==== EXERCISE DATA

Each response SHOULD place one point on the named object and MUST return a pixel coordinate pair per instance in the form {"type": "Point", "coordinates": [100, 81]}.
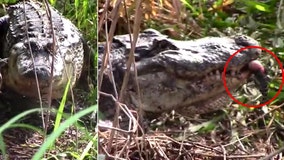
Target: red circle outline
{"type": "Point", "coordinates": [226, 87]}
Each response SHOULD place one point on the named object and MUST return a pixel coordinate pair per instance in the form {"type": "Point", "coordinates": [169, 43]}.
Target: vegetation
{"type": "Point", "coordinates": [71, 133]}
{"type": "Point", "coordinates": [238, 132]}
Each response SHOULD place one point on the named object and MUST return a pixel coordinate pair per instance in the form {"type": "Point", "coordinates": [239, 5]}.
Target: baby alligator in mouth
{"type": "Point", "coordinates": [180, 75]}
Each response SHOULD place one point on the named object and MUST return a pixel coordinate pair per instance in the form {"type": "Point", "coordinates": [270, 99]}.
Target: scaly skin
{"type": "Point", "coordinates": [180, 75]}
{"type": "Point", "coordinates": [29, 50]}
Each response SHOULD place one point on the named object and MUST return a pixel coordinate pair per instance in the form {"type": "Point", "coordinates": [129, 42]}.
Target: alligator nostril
{"type": "Point", "coordinates": [43, 73]}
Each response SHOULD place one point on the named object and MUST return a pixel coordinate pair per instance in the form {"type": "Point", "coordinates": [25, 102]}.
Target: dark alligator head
{"type": "Point", "coordinates": [39, 55]}
{"type": "Point", "coordinates": [182, 75]}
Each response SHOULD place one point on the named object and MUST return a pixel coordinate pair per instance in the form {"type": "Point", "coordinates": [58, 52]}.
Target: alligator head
{"type": "Point", "coordinates": [182, 75]}
{"type": "Point", "coordinates": [38, 53]}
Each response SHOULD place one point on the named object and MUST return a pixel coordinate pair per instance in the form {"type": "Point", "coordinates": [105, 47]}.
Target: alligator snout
{"type": "Point", "coordinates": [43, 73]}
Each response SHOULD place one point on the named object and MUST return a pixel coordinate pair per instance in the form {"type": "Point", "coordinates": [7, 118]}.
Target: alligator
{"type": "Point", "coordinates": [184, 76]}
{"type": "Point", "coordinates": [39, 47]}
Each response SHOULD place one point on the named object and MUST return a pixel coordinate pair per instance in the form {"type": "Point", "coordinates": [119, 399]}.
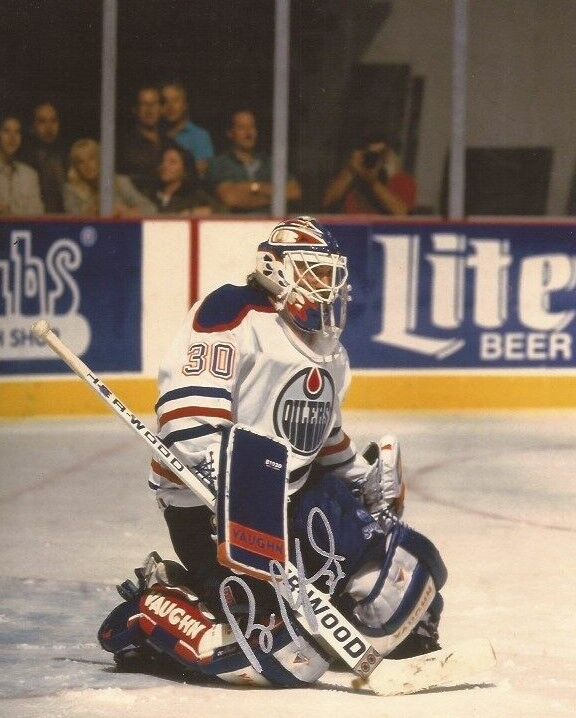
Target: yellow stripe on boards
{"type": "Point", "coordinates": [72, 397]}
{"type": "Point", "coordinates": [460, 391]}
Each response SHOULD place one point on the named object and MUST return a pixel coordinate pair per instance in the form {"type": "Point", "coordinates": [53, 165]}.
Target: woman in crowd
{"type": "Point", "coordinates": [19, 186]}
{"type": "Point", "coordinates": [82, 191]}
{"type": "Point", "coordinates": [180, 191]}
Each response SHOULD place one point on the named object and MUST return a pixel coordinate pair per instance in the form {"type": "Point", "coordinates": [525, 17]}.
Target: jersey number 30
{"type": "Point", "coordinates": [217, 358]}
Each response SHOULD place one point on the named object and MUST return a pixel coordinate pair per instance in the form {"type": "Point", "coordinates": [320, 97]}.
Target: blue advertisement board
{"type": "Point", "coordinates": [466, 296]}
{"type": "Point", "coordinates": [85, 280]}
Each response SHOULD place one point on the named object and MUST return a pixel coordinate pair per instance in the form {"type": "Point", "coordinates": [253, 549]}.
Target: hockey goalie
{"type": "Point", "coordinates": [250, 397]}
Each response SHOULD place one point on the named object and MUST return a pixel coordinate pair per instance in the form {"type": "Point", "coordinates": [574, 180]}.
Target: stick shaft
{"type": "Point", "coordinates": [337, 632]}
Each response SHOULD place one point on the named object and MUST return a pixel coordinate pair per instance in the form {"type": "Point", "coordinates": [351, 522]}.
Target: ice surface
{"type": "Point", "coordinates": [496, 493]}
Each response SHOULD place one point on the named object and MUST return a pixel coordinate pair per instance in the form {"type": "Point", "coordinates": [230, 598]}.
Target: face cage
{"type": "Point", "coordinates": [306, 270]}
{"type": "Point", "coordinates": [316, 304]}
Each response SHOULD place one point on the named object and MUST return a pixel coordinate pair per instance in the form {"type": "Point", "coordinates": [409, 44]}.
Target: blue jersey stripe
{"type": "Point", "coordinates": [186, 391]}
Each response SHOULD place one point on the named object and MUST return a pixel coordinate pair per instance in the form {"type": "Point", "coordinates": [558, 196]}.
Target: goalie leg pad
{"type": "Point", "coordinates": [396, 592]}
{"type": "Point", "coordinates": [251, 533]}
{"type": "Point", "coordinates": [169, 625]}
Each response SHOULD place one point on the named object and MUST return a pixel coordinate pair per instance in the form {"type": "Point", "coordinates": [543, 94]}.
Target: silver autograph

========

__DIRECTIONS FOR THIS TASK__
Please print the entire listing again exactly, minus its images.

__FINISHED TASK__
Each response SHOULD place one point on the named object and MUST return a pixel coordinate pair per instance in the form {"type": "Point", "coordinates": [100, 81]}.
Target: red circle outline
{"type": "Point", "coordinates": [226, 87]}
Each response SHOULD place one point on the named object and MUST return a pixel coordinate pair per instance in the form {"type": "Point", "coordinates": [169, 43]}.
Target: vegetation
{"type": "Point", "coordinates": [71, 133]}
{"type": "Point", "coordinates": [238, 132]}
Each response SHOULD place one point on the named object and MUST return a pixel coordinate pair per instance in the form {"type": "Point", "coordinates": [239, 5]}.
Target: baby alligator in mouth
{"type": "Point", "coordinates": [180, 75]}
Each response SHOULD place one point on the named object and MUST return a pixel coordinate pair per instance in the form {"type": "Point", "coordinates": [270, 99]}.
Target: scaly skin
{"type": "Point", "coordinates": [180, 75]}
{"type": "Point", "coordinates": [29, 50]}
Each response SHOULD place one point on the named object and MUST return a pixel coordinate pair per instance in the form {"type": "Point", "coordinates": [129, 42]}.
Target: alligator nostril
{"type": "Point", "coordinates": [43, 73]}
Each response SHOULD place one point on the named object and MUST return a pixel coordinate pair per instance in the form {"type": "Point", "coordinates": [25, 102]}.
Target: dark alligator head
{"type": "Point", "coordinates": [39, 55]}
{"type": "Point", "coordinates": [182, 75]}
Each response SHOULD place one point on the named object and MUST return a pixel coordinate pair per instance in the form {"type": "Point", "coordinates": [58, 52]}.
Target: alligator head
{"type": "Point", "coordinates": [182, 75]}
{"type": "Point", "coordinates": [38, 53]}
Each response SHOULD place one point on the named object and MUST return a pixel coordinate pair per instance in the form {"type": "Point", "coordinates": [105, 47]}.
Target: alligator snout
{"type": "Point", "coordinates": [43, 73]}
Each response SHOULD place one point on the named object and MUST return a pixel coordinate pair per instance in the form {"type": "Point", "coordinates": [7, 118]}.
Target: alligator
{"type": "Point", "coordinates": [184, 76]}
{"type": "Point", "coordinates": [39, 47]}
Each response SHOULD place one point on the named object and MUST return a pixel coordinate pair per instance in the form {"type": "Point", "coordinates": [119, 399]}.
Target: yellow stripe on boards
{"type": "Point", "coordinates": [72, 397]}
{"type": "Point", "coordinates": [460, 391]}
Each response SHOULD place one point on the named object and MUST return a pixel coordinate pair per instance in the form {"type": "Point", "coordinates": [53, 165]}.
Target: woman in crowd
{"type": "Point", "coordinates": [19, 186]}
{"type": "Point", "coordinates": [82, 191]}
{"type": "Point", "coordinates": [180, 191]}
Each response SHOULD place one point on the named object and MUST return a pixel coordinate pair per instance in the form {"type": "Point", "coordinates": [525, 17]}.
Target: jersey number 30
{"type": "Point", "coordinates": [217, 358]}
Each response SHOULD place one point on the named object and MUST return a pixel coordinate pair per instance in the form {"type": "Point", "coordinates": [320, 97]}.
Target: blue advertisement board
{"type": "Point", "coordinates": [466, 296]}
{"type": "Point", "coordinates": [85, 280]}
Each response SHOULD place one point on the named object and MUST return a pixel coordinate pair per instance in the form {"type": "Point", "coordinates": [253, 549]}.
Target: hockey goalie
{"type": "Point", "coordinates": [250, 397]}
Each response SHOULD place one point on the named object and MUST return a pixel coordinate pair per instance in the form {"type": "Point", "coordinates": [574, 180]}.
Target: stick shaft
{"type": "Point", "coordinates": [337, 632]}
Each response SHOULD place one point on the named object and MUST return a pixel coordinate pair per instance in the form {"type": "Point", "coordinates": [351, 522]}.
Target: ice surface
{"type": "Point", "coordinates": [496, 493]}
Each response SHOULD place one point on the named object and MUST return a pixel coordinate pair per instance in the form {"type": "Point", "coordinates": [230, 598]}.
Target: face cage
{"type": "Point", "coordinates": [306, 270]}
{"type": "Point", "coordinates": [316, 304]}
Each response SHOULD place one point on the named object and MUST return a pixel coordinate pair per instance in the form {"type": "Point", "coordinates": [409, 44]}.
Target: blue jersey stripe
{"type": "Point", "coordinates": [186, 391]}
Each response SHOULD place one point on the named object and MUST return a pixel coordinate pair per instance in the form {"type": "Point", "coordinates": [558, 196]}.
Target: goalie leg pad
{"type": "Point", "coordinates": [396, 592]}
{"type": "Point", "coordinates": [251, 533]}
{"type": "Point", "coordinates": [169, 625]}
Each response SHOULD place one point on the named object and MUST return a pixel coordinate pair per instance in the form {"type": "Point", "coordinates": [543, 94]}.
Target: silver autograph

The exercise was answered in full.